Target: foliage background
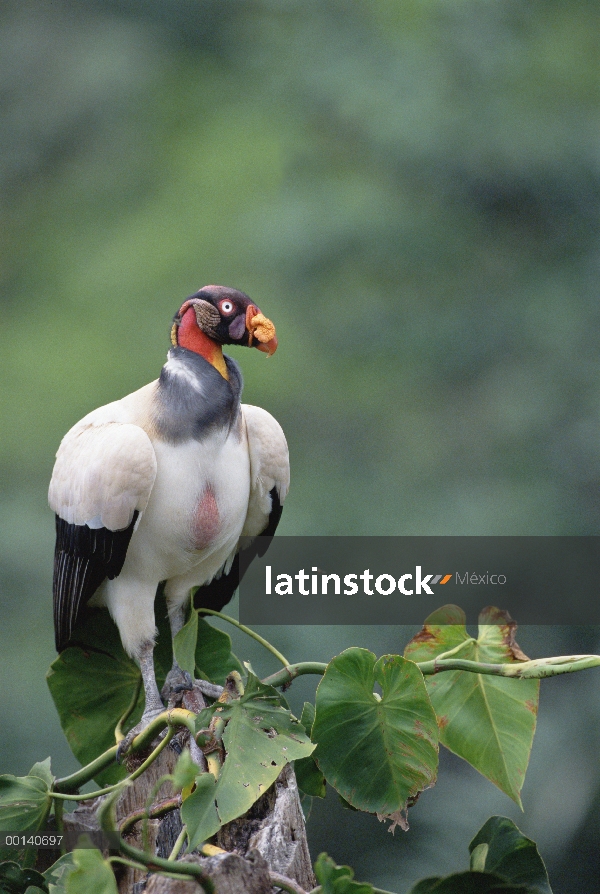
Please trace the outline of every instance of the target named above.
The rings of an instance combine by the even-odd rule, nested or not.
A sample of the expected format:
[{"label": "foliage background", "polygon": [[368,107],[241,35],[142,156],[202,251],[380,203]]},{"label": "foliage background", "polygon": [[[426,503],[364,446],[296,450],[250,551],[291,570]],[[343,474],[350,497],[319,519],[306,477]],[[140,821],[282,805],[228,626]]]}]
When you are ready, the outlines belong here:
[{"label": "foliage background", "polygon": [[[207,282],[277,325],[275,359],[239,359],[290,442],[283,533],[599,533],[599,31],[591,0],[6,0],[3,772],[73,766],[43,681],[53,454],[157,375]],[[324,660],[409,632],[271,635]],[[559,894],[600,890],[598,691],[544,685],[524,816],[446,754],[407,835],[328,799],[314,854],[403,891],[505,813]]]}]

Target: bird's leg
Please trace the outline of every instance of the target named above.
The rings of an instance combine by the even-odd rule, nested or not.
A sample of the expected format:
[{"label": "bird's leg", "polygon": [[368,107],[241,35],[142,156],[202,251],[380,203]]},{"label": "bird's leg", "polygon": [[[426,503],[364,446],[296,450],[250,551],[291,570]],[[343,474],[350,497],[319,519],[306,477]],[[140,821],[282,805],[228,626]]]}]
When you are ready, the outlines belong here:
[{"label": "bird's leg", "polygon": [[150,723],[158,714],[165,710],[165,706],[158,691],[156,675],[154,673],[154,643],[144,643],[140,649],[140,670],[146,696],[146,707],[142,714],[144,726]]},{"label": "bird's leg", "polygon": [[165,710],[165,706],[160,697],[158,686],[156,684],[156,675],[154,673],[154,642],[149,640],[140,646],[138,651],[138,660],[140,662],[140,670],[142,672],[142,682],[144,684],[145,706],[144,713],[139,723],[129,730],[124,739],[119,742],[117,749],[117,761],[126,754],[135,737],[144,730],[155,717]]},{"label": "bird's leg", "polygon": [[[171,626],[171,637],[174,640],[185,622],[185,609],[183,605],[178,605],[169,611],[169,624]],[[194,681],[187,671],[179,667],[175,659],[175,649],[173,649],[173,664],[171,670],[165,679],[165,685],[162,688],[162,696],[169,700],[172,695],[183,692],[184,690],[193,689]]]}]

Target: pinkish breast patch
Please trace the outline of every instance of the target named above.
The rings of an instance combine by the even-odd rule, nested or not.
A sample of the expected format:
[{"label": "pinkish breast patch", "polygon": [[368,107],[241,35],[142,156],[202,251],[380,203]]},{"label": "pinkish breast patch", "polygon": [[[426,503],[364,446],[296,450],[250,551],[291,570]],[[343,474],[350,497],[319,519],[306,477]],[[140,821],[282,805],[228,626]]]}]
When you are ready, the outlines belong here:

▸ Required work: Your response must reproduce every line of the data exactly, with images omitted.

▸ Solved exercise:
Target: foliage background
Please trace the outline of every instance of the target named above.
The rings of an instance combine by the even-odd rule, nested or not.
A sample of the expected format:
[{"label": "foliage background", "polygon": [[368,107],[241,35],[142,156],[202,251],[380,203]]},{"label": "foliage background", "polygon": [[[426,503],[364,446],[296,450],[250,551],[291,570]],[[343,474],[350,497],[319,519],[306,477]],[[140,821],[282,805],[228,626]]]}]
When you are ready, the outlines belong here:
[{"label": "foliage background", "polygon": [[[207,282],[277,325],[275,359],[239,359],[290,442],[283,533],[599,533],[599,31],[591,0],[6,0],[3,772],[73,766],[43,681],[53,454],[157,375]],[[324,660],[409,632],[271,635]],[[559,894],[600,890],[598,691],[544,685],[524,816],[446,754],[407,835],[328,799],[314,854],[403,891],[505,813]]]}]

Target: bird's leg
Please trace the outline of every instance of the target named above.
The rings of an instance combine by the even-odd rule, nested or not.
A sample of the expected format:
[{"label": "bird's leg", "polygon": [[368,107],[241,35],[142,156],[202,251],[380,203]]},{"label": "bird's leg", "polygon": [[[426,503],[364,446],[296,450],[250,551],[291,570]],[[343,474],[350,497],[319,519],[306,477]],[[140,821],[282,805],[228,626]]]}]
When you are ready, the outlines belong here:
[{"label": "bird's leg", "polygon": [[150,723],[158,714],[165,710],[165,706],[158,691],[156,675],[154,673],[154,643],[144,643],[140,649],[140,670],[146,696],[146,707],[142,714],[144,726]]},{"label": "bird's leg", "polygon": [[165,710],[165,706],[160,697],[158,686],[156,684],[156,675],[154,673],[154,642],[149,640],[140,646],[138,651],[138,660],[140,662],[140,670],[142,672],[142,682],[144,684],[145,706],[144,713],[139,723],[129,730],[124,739],[119,742],[117,749],[117,761],[126,754],[135,737],[144,730],[155,717]]},{"label": "bird's leg", "polygon": [[[171,626],[171,637],[174,640],[185,622],[185,609],[183,605],[178,605],[169,611],[169,624]],[[194,681],[187,671],[179,667],[175,659],[175,649],[173,649],[173,664],[171,670],[165,679],[165,685],[162,688],[162,696],[169,700],[172,695],[183,692],[184,690],[193,689]]]}]

Target: pinkish breast patch
Please trace the outline of every instance of the target named above.
The rings of an instance combine by the even-odd rule, nested or not.
A sample of the expected format:
[{"label": "pinkish breast patch", "polygon": [[368,107],[241,35],[142,156],[202,251],[380,203]]},{"label": "pinkish breast patch", "polygon": [[[426,503],[364,446],[296,450],[250,551],[291,570]],[[343,474],[350,497],[319,519],[306,477]],[[140,821],[282,805],[228,626]]]}]
When you are ready, the outlines belong here:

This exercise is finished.